Source excerpt
━━━━━━━━━━━━━━━━━━━━
Often multiple forms of communication are employed to insure that facility managers and operators receive notice of planned curtailments. Thus, a request for curtailment may be communicated by some combination of FAX, telephone, email, and pager.
Two-way communications are another feature of many demand response programs. The end-use facility is configured to receive a signal and request for curtailment. In addition, communications are sent back acknowledging the receipt of the request and, just as important, the realtime load levels. Such communications based on the interval meter recordings and stored on a web-enabled personal computer may be sent to the utility, the grid operation, or an additional third party that monitors performance.
The availability of load performance is an attractive feature of demand response programs. This performance information may be of value to the corporate energy engineer, the store manager, the plant superintendent, and others in the customer organization. A facility’s finance and accounting departments may find the information of value, and, if participation may affect shipping schedules and sales, even those in marketing and sales.
━━━━━━━━━━━━━━━━━━━━
Supplied material
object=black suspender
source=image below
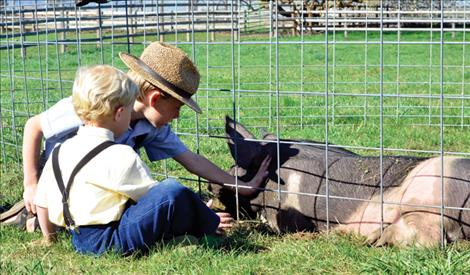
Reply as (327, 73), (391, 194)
(52, 141), (115, 233)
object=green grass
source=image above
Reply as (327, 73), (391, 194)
(0, 32), (470, 274)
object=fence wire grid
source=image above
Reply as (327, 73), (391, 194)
(0, 0), (470, 246)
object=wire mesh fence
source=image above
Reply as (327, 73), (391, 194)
(0, 0), (470, 246)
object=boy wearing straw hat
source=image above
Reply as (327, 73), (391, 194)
(34, 65), (224, 255)
(10, 42), (270, 226)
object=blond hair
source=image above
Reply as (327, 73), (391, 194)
(72, 65), (138, 121)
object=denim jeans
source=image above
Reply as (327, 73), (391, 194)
(71, 179), (220, 255)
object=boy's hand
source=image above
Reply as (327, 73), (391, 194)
(238, 155), (271, 196)
(23, 184), (38, 214)
(206, 200), (234, 235)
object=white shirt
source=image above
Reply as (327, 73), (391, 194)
(34, 126), (156, 226)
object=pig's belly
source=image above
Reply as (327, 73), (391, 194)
(338, 158), (441, 236)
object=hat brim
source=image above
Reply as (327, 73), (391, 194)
(119, 52), (202, 114)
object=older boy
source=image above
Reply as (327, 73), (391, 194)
(23, 42), (270, 217)
(34, 65), (224, 255)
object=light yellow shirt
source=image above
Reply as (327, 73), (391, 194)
(34, 126), (156, 226)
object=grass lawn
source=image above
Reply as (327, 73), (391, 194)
(0, 32), (470, 274)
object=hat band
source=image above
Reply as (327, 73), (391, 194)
(136, 59), (192, 98)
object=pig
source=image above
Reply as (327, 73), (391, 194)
(209, 117), (470, 247)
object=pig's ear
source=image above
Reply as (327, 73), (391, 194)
(225, 116), (262, 168)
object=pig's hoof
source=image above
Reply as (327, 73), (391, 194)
(366, 228), (381, 245)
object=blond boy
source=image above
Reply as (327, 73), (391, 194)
(34, 65), (224, 255)
(23, 42), (269, 221)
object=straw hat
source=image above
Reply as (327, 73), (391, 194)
(119, 42), (202, 113)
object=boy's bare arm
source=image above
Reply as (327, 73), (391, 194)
(174, 150), (271, 196)
(23, 116), (43, 213)
(37, 206), (56, 243)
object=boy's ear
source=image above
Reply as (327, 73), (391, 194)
(114, 106), (124, 120)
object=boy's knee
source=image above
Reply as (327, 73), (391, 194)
(154, 179), (192, 200)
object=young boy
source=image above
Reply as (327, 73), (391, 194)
(34, 65), (224, 255)
(23, 42), (270, 218)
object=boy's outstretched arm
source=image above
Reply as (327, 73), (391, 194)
(174, 150), (271, 196)
(23, 116), (43, 213)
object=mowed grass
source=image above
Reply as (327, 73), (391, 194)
(0, 32), (470, 274)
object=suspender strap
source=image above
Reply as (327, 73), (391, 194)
(52, 141), (115, 230)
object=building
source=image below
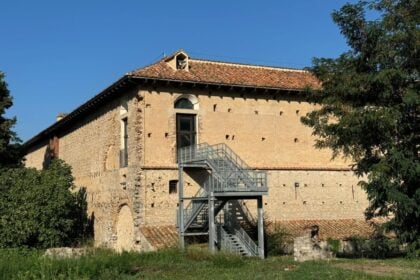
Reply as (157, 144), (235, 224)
(25, 50), (368, 256)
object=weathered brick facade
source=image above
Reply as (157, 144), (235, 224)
(26, 50), (368, 250)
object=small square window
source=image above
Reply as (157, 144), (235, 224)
(169, 180), (178, 193)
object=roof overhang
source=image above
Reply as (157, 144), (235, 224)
(24, 74), (306, 150)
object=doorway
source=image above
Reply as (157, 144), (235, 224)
(176, 114), (197, 151)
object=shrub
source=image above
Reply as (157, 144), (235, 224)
(0, 160), (89, 248)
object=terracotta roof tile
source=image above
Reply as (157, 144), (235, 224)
(129, 54), (320, 90)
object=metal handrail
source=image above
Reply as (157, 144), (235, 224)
(178, 143), (267, 191)
(224, 203), (258, 256)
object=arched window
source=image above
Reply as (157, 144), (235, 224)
(175, 98), (194, 109)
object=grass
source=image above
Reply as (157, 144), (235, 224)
(0, 248), (420, 280)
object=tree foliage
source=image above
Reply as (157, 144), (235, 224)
(0, 160), (89, 248)
(302, 0), (420, 247)
(0, 71), (23, 168)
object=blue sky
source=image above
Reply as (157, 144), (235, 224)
(0, 0), (354, 140)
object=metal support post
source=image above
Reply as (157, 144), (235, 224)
(209, 192), (216, 253)
(178, 164), (185, 250)
(258, 196), (264, 259)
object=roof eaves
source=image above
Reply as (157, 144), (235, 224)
(131, 74), (305, 92)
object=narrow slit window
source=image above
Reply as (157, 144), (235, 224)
(169, 180), (178, 193)
(120, 118), (128, 167)
(175, 98), (194, 109)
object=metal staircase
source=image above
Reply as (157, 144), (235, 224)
(177, 143), (268, 258)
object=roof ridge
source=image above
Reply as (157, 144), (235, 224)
(189, 57), (309, 73)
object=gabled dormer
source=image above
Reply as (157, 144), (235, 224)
(165, 50), (189, 71)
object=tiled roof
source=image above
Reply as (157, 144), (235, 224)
(128, 52), (320, 90)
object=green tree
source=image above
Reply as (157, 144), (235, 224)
(302, 0), (420, 248)
(0, 71), (23, 168)
(0, 160), (90, 248)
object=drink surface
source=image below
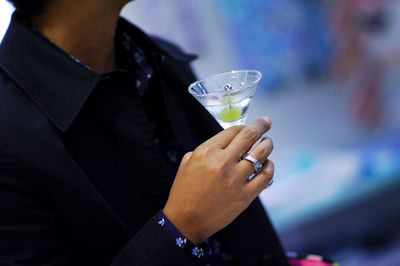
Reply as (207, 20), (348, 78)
(203, 96), (252, 129)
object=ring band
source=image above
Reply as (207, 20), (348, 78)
(267, 178), (274, 188)
(242, 152), (262, 174)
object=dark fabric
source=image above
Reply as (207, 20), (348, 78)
(0, 11), (287, 266)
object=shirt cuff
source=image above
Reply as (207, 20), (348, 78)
(153, 210), (212, 261)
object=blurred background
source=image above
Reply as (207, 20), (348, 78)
(0, 0), (400, 266)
━━━━━━━━━━━━━━━━━━━━
Your tasks
[1] Answer each question using the demand response excerpt.
(a) By what means might a request for curtailment be communicated?
(b) Besides acknowledging receipt of the request, what do communications sent back from the facility report?
(c) Under what condition might those in marketing and sales find load performance information of value?
[2] Rewrite the demand response excerpt from "The availability of" up to and including "marketing and sales.", switching "plant superintendent" to "operations supervisor".
[3] Resume the demand response text after its final sentence and carry it forward.

Results for the exercise
[1]
(a) By some combination of FAX, telephone, email, and pager.
(b) The realtime load levels.
(c) If participation may affect shipping schedules and sales.

[2]
The availability of load performance is an attractive feature of demand response programs. This performance information may be of value to the corporate energy engineer, the store manager, the operations supervisor, and others in the customer organization. A facility’s finance and accounting departments may find the information of value, and, if participation may affect shipping schedules and sales, even those in marketing and sales.

[3]
Control
With data comes information, and with information comes control. Data from interval meters may be integrated with building management systems and energy management systems. These systems can control lighting, thermostat settings, equipment cycling, and other operations. Certain systems may be programmed to recognize a curtailment request and automatically shift into a different operating protocol to accommodate the event.
Residential applications are amenable to more sophisticated controls for load response. Programmable thermostats can be enhanced to accept signals for curtailment or cycling. Some thermostat models may also be configured to adjust the set-point by some specified amount, such as four degrees, with the effect of reducing air conditioning usage during the curtailment event.
Metering and communications are important in another way, namely by applying credit for a customer’s load response performance. Credit may be issued in the form of a check or electric bill reduction. Done manually, settlement or payment for load response can take months where multiple parties are involved in requesting and managing the load reductions. Advances in metering and communications help accelerate the settlement process.
ANCILLARY SERVICES
Ancillary services refer to such functions as regulation, spinning reserve, supplemental reserve, and replacement reserve on the bulk power grid.[7] Regulation services operate in fractions of a second to maintain the balance between power generation and customer loads while still maintaining voltages within required ranges.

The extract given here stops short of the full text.